# Entries supplied
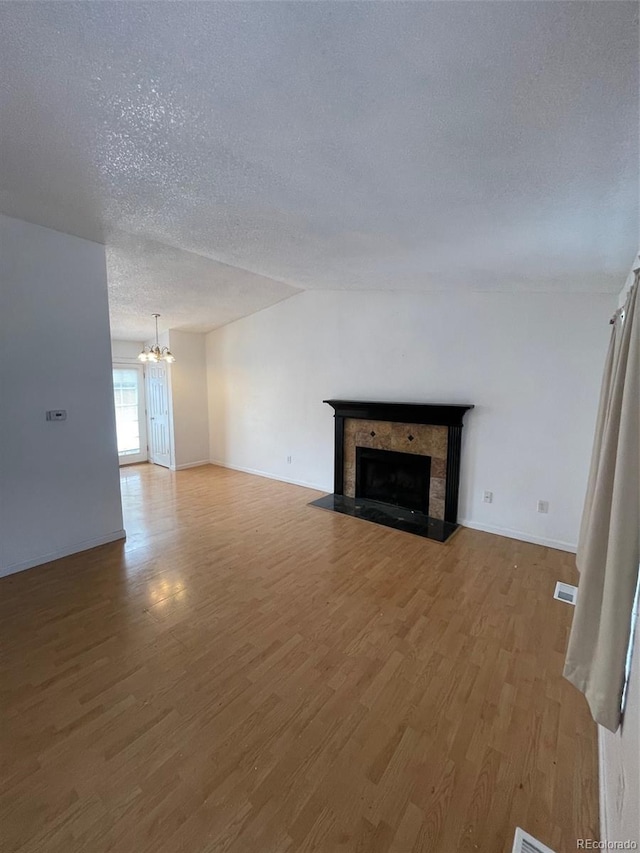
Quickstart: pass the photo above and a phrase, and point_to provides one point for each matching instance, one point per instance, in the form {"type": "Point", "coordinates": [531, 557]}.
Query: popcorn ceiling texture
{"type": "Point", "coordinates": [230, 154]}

==

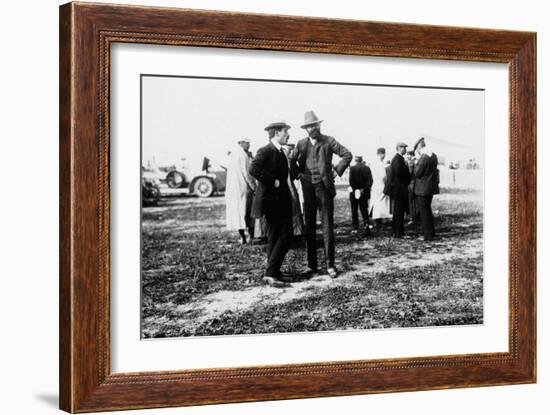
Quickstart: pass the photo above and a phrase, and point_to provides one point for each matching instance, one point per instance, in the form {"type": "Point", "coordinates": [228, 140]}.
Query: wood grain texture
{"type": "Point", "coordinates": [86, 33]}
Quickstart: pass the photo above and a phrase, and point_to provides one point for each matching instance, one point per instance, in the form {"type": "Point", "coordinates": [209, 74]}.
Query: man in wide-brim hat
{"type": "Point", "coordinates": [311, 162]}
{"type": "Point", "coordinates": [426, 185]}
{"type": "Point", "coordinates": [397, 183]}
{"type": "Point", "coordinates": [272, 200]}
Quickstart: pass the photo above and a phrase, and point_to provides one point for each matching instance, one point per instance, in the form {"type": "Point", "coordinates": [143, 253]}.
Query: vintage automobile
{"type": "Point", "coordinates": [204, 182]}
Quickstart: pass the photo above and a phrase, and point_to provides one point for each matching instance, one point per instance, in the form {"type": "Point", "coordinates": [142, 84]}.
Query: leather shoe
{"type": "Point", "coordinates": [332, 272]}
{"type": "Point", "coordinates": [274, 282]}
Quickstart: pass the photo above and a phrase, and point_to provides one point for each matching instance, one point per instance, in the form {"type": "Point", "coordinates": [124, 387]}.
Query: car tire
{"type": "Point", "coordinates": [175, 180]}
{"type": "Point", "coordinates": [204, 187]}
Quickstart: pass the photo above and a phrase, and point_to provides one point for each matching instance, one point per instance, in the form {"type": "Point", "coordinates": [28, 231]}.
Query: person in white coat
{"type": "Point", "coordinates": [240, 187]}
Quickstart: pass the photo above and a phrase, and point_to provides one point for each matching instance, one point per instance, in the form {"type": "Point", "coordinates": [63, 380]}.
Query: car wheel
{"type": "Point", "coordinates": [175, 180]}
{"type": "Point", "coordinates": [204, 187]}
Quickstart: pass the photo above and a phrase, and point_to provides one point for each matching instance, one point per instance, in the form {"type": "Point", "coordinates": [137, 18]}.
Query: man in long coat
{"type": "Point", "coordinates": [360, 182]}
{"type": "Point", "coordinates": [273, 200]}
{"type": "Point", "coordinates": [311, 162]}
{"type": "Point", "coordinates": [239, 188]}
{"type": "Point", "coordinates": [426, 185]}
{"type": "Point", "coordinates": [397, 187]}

==

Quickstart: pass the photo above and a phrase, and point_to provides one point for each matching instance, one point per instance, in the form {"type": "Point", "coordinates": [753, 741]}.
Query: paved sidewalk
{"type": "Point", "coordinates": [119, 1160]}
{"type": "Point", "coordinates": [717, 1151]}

# Requirements
Which lines in the records above contain the string "Query"? Pull out each one in full, keeping their original order.

# Task response
Query: popcorn ceiling texture
Query: wood grain texture
Query: man in wide-brim hat
Query: vintage automobile
Query: leather shoe
Query: car tire
Query: person in white coat
Query: car wheel
Query: man in long coat
Query: paved sidewalk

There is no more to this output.